------ Dataset records ------
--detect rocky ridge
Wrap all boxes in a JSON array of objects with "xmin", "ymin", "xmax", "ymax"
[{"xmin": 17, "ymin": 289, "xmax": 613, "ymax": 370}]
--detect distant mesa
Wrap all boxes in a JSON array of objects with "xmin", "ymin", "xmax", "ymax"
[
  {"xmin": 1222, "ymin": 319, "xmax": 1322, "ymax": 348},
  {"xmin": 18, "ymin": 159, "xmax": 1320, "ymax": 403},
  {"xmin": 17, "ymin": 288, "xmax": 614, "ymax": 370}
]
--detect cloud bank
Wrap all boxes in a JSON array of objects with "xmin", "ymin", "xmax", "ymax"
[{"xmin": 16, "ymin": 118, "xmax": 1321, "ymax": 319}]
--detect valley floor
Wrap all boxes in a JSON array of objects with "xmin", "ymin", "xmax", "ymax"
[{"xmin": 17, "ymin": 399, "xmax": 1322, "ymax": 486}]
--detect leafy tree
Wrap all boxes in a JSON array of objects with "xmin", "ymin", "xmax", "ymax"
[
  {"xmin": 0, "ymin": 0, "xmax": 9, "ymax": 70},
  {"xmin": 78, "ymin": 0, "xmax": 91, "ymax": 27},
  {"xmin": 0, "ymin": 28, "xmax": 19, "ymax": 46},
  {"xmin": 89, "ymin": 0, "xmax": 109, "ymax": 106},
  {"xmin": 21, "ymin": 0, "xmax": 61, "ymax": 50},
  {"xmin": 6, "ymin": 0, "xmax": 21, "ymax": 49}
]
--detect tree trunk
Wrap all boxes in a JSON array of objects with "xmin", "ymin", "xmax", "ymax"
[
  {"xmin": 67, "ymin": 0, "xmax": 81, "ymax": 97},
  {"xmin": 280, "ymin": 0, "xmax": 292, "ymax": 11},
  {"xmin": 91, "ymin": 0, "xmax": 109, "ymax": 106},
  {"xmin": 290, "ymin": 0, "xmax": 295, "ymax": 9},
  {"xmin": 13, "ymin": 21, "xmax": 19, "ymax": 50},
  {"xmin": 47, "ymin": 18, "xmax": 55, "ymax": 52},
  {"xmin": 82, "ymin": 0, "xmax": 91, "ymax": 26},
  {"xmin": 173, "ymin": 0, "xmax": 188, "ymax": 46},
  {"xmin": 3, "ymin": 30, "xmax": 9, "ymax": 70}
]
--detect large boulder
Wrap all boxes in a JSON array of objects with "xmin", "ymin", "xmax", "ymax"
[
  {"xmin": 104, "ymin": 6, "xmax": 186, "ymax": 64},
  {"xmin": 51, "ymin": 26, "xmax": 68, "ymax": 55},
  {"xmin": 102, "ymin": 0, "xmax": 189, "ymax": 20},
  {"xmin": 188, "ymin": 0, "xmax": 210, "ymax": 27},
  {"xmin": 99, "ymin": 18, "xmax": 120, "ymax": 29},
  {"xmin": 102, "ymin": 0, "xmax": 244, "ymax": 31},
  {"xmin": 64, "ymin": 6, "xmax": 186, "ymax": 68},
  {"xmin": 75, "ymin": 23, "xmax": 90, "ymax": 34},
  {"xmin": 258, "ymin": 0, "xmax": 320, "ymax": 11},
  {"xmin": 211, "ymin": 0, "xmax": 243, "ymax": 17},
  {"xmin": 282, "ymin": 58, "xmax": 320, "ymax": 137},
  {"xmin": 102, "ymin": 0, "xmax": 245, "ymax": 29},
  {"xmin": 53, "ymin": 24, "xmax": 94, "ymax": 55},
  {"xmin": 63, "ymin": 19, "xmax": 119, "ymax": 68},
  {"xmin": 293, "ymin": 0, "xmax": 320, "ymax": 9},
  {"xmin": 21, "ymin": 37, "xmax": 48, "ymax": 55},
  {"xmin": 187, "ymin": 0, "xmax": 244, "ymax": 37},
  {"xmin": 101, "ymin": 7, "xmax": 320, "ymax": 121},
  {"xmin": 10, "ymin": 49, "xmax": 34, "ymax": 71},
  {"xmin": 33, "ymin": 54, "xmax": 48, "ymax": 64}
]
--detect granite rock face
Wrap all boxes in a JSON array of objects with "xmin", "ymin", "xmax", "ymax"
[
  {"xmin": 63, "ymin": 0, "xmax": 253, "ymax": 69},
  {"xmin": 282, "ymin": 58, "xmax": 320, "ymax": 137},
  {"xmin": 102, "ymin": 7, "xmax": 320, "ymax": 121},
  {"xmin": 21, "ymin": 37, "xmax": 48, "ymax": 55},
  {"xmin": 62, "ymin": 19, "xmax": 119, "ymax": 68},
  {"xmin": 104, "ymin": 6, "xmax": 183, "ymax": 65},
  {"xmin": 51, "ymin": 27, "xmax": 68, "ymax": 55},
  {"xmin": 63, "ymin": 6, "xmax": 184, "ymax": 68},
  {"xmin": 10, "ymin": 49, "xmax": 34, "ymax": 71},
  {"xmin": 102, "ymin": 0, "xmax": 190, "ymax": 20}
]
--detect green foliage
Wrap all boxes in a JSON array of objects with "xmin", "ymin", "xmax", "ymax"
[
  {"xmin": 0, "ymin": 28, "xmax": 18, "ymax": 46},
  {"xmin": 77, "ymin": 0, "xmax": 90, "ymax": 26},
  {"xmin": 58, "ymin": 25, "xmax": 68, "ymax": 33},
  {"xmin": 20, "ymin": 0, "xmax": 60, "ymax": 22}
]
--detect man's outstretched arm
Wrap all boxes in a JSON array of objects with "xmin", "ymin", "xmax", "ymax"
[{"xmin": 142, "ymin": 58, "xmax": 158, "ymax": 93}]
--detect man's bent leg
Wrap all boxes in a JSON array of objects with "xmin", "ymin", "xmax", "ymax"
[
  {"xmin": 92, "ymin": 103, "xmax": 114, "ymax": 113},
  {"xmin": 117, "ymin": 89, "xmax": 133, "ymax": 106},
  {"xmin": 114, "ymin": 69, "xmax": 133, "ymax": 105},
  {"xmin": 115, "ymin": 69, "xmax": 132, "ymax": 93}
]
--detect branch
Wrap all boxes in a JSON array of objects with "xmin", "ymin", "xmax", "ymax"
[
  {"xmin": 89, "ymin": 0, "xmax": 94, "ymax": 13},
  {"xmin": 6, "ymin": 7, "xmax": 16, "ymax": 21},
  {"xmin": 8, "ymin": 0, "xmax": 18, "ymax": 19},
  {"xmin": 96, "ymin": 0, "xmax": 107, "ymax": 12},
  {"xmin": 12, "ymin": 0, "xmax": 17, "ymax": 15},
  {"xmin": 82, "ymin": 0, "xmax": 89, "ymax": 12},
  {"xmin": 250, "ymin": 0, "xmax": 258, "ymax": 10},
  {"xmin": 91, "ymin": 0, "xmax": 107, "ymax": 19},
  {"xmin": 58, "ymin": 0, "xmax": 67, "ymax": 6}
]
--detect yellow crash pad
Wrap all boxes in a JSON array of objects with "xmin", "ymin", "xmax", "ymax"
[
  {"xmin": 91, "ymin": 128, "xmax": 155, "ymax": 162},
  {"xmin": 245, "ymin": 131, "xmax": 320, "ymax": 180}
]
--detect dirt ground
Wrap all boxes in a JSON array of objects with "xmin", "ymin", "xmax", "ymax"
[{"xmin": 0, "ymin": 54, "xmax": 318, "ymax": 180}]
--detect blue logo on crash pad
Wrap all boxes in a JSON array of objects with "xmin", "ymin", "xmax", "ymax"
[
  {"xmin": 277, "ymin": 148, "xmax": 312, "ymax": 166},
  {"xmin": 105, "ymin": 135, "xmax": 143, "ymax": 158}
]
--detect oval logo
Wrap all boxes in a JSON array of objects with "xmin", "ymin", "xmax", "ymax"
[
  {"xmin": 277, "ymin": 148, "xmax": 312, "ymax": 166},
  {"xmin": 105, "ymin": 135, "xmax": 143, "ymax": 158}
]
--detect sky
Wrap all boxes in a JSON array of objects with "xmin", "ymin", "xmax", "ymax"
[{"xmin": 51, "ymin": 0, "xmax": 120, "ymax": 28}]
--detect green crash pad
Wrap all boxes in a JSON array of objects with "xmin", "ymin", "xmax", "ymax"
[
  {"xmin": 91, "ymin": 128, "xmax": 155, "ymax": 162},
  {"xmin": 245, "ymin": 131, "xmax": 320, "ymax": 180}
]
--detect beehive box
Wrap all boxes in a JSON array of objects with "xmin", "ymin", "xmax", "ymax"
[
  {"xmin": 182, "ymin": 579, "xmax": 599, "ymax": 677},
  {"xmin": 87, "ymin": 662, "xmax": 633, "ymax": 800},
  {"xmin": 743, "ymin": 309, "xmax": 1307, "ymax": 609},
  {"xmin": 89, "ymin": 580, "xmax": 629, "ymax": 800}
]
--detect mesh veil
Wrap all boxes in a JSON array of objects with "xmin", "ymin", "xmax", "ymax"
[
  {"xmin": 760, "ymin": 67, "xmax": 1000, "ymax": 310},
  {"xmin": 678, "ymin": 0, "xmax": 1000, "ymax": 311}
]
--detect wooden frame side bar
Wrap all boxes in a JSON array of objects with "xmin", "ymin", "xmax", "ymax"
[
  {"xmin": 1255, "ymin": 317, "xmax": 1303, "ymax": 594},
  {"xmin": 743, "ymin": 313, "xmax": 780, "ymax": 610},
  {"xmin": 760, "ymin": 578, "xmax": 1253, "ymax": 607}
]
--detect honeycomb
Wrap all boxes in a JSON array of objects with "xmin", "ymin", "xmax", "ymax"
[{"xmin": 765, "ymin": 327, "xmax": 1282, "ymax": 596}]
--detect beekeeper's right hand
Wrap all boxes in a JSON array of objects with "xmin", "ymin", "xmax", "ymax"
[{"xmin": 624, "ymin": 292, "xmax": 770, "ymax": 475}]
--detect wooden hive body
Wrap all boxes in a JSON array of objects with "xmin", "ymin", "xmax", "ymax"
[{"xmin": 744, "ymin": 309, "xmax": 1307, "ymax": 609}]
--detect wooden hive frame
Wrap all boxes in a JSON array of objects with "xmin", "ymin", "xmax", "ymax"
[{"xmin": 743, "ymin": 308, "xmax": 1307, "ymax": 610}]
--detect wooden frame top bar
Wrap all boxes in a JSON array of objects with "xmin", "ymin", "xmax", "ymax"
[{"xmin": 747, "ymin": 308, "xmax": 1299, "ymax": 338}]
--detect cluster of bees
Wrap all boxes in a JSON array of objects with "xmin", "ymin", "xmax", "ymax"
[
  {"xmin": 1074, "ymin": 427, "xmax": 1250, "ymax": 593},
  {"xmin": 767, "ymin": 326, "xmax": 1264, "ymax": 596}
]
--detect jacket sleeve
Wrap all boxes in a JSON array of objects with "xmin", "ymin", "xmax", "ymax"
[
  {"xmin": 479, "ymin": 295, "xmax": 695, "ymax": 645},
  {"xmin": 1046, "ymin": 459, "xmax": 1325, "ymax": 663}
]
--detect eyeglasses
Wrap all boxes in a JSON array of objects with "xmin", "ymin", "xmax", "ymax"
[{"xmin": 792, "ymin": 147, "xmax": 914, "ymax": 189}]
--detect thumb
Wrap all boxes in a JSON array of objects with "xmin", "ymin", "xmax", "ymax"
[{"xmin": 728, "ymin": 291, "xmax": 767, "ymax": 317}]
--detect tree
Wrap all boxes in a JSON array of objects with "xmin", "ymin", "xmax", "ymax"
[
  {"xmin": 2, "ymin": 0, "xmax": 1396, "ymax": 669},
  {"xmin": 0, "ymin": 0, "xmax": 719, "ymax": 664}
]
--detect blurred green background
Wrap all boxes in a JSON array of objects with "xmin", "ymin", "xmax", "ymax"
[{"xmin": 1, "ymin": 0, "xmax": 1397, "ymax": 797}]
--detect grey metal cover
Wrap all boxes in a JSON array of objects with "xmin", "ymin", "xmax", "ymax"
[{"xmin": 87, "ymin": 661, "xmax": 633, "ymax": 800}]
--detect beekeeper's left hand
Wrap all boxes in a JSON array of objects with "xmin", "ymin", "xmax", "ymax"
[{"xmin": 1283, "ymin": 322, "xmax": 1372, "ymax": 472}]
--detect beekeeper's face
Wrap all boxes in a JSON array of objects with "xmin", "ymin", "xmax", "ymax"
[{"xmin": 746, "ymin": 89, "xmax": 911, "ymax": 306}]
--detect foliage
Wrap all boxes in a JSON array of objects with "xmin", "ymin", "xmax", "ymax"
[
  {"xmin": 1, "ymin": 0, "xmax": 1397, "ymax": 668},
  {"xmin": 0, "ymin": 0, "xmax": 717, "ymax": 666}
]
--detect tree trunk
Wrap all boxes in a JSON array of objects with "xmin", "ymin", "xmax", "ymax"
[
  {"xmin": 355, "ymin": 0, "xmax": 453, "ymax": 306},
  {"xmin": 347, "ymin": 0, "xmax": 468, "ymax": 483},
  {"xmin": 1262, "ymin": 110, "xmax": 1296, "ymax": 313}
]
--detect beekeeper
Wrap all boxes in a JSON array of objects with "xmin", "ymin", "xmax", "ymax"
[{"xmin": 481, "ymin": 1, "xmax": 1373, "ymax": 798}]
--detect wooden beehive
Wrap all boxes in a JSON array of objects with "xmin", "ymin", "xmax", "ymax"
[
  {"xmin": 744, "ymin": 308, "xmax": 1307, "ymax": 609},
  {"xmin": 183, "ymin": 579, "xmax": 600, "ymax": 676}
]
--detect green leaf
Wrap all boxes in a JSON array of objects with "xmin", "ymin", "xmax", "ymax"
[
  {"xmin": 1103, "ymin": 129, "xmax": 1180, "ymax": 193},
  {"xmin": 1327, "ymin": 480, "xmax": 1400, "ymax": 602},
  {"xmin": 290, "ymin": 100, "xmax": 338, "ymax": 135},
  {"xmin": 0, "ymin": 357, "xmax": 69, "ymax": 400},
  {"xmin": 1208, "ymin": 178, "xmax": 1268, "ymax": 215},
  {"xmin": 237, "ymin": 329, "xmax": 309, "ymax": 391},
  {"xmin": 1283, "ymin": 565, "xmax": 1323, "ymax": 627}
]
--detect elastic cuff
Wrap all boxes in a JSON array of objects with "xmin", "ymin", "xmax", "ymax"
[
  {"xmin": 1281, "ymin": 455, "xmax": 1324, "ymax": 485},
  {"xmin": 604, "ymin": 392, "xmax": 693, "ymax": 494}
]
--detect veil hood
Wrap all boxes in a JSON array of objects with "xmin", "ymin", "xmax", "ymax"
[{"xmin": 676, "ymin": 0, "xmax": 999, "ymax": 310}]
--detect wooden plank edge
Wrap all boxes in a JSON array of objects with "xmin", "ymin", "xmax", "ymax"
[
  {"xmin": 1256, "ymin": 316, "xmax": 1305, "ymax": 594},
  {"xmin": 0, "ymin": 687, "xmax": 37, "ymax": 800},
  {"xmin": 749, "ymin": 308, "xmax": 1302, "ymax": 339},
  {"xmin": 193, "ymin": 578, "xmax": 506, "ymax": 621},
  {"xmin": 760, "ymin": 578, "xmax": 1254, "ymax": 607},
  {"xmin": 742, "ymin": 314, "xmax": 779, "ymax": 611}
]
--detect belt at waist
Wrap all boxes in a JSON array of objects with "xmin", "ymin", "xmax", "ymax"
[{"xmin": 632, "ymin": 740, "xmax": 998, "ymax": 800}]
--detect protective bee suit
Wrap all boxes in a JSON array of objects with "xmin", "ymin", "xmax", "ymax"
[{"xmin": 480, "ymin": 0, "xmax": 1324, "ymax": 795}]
------
> [Work item] From the line that has "--detect veil hood" through the line that has "--detect wooden plank edge", copy every line exactly as it appears above, and leave out all others.

> [Expected answer]
--detect veil hood
Wrap all boxes in a JSON array of objects with "xmin", "ymin", "xmax", "ymax"
[{"xmin": 676, "ymin": 0, "xmax": 999, "ymax": 310}]
--detect wooden plank edge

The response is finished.